Scottish American Mortgage Co. v. Stone

In this action, the plaintiff foreclosed a real estate mortgage against the defendants, caused the property to be sold; and, the year for redemption having expired, the sheriff's deed was made to the purchaser, who was the plaintiff. Later the plaintiff asked for, and received from the court a writ of mandate to the sheriff, requiring him to put the plaintiff in possession of the purchased property. Hazelton Stone, one of the defendants named in the action, and who was *Page 488 in possession of the land, filed a motion asking the court to vacate the decree of foreclosure, for the reason that he had never been served with any process and that the decree, in so far as he was concerned, was a nullity. This motion was supported by affidavits. When the matter came on for hearing, the trial court sustained a demurrer to the motion to vacate and refused to hear it, and this appeal results.

The motion was filed under § 466, Rem. Comp. Stat. [P.C. § 8132]. At least appellant says that that section is controlling of the question, and it appears that such was the view of the trial court. It is as follows:

"The proceedings to vacate or modify a judgment or order for mistakes or omissions of the clerk or irregularity in obtaining the judgment or order, shall be by motion served on the adverse party, or his attorney in the action, and within one year."

[Source records]
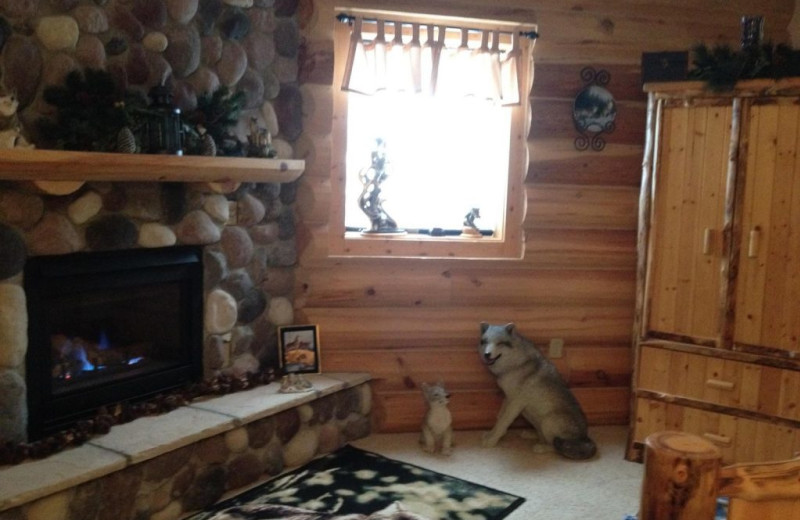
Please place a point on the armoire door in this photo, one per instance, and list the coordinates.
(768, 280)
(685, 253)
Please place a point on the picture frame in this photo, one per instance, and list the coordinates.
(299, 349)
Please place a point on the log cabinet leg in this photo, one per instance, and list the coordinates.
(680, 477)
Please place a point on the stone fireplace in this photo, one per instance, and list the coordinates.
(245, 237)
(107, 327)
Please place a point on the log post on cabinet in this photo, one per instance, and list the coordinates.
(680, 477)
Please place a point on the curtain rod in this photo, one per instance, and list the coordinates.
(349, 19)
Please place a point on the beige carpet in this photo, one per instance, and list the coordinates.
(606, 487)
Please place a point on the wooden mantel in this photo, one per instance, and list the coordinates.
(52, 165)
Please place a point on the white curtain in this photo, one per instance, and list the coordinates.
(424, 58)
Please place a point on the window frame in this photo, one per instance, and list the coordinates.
---
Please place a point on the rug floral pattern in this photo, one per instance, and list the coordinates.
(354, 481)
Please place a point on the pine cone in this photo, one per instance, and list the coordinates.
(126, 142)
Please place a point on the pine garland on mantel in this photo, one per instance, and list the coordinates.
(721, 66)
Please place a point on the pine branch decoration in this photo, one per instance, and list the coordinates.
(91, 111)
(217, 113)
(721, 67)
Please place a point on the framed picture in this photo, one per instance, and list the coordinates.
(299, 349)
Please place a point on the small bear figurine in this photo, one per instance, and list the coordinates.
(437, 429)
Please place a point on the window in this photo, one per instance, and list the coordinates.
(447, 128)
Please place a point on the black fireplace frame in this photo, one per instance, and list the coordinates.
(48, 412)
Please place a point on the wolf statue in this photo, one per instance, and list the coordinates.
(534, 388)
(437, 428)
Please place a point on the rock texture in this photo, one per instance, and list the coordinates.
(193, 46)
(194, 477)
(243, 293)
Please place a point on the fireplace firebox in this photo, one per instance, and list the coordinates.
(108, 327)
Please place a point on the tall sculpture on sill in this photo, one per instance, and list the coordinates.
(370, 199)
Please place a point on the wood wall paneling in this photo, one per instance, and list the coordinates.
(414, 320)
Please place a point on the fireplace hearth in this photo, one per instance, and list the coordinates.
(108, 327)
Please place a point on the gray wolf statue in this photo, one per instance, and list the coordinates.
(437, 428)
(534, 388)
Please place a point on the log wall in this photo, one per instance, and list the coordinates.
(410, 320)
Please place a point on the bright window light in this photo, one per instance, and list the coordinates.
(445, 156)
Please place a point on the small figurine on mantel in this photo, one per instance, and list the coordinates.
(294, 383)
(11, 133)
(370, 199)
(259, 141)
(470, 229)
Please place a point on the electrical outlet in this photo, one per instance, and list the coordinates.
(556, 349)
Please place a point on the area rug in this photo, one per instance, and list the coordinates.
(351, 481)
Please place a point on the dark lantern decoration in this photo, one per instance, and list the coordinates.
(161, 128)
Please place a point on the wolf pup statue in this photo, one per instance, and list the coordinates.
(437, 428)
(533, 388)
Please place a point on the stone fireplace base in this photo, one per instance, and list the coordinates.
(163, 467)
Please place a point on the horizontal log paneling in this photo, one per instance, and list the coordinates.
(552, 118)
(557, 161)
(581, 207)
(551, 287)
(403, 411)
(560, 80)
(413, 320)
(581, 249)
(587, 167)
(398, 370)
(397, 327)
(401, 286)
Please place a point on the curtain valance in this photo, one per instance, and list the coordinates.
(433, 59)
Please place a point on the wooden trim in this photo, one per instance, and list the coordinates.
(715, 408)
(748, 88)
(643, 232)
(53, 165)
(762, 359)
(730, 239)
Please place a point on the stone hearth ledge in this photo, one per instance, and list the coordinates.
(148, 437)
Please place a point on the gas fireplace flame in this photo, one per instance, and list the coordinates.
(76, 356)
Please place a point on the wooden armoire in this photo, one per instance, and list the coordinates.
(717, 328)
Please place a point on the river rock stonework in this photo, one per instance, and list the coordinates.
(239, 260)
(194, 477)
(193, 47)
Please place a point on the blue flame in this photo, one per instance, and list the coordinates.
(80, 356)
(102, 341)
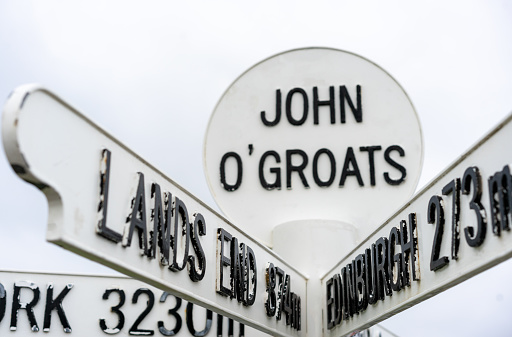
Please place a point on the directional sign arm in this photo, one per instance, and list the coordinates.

▸ Set problem:
Carry on the foreclosure opinion in Scottish American Mortgage Co. v. Stone from where it stops.

▸ Result:
The appellant contends that this statute means that one may, by motion, seek to set aside and vacate a judgment within one year after learning of the facts constituting the mistake or omission of the clerk or irregularity in obtaining the judgment, and not one year after the entry thereof. We cannot follow appellant's argument in this regard. If one files a motion under this statute it must be done within one year from the date of entry of the judgment or decree. This statute has been before us a great many times, and while the appellant's present contention does not appear to have been previously made, our opinions have always been written on the assumption that the year mentioned in the statute is to commence immediately following the entry of the judgment. This same question, under identical facts, was in the recent case of Nevers v. Cochrane, 131 Wn. 225, 229 P. 739, and we there held that the "motion not having been filed within the year, the demurrer was properly sustained." *Page 489 This opinion was probably written after the taking of the appeal in this case. While it does not state that the motion to vacate was made within one year after discovery of the error or irregularity, yet that fact seems to have been conceded, because the record shows that the moving party there offered to prove this fact.

If one elects to follow the statutory method of vacating a judgment, he must comply with the statute and file his motion within one year from its entry.

Something is said in the briefs about an independent action in equity to set aside and vacate a judgment. This was not such a proceeding, but one strictly under the statute. Whether, under circumstances such as are alleged here, one may, after the expiration of one year following the entry of the judgment, successfully maintain an independent suit in equity to vacate the judgment is not before us and we will not discuss that question. Judgment affirmed.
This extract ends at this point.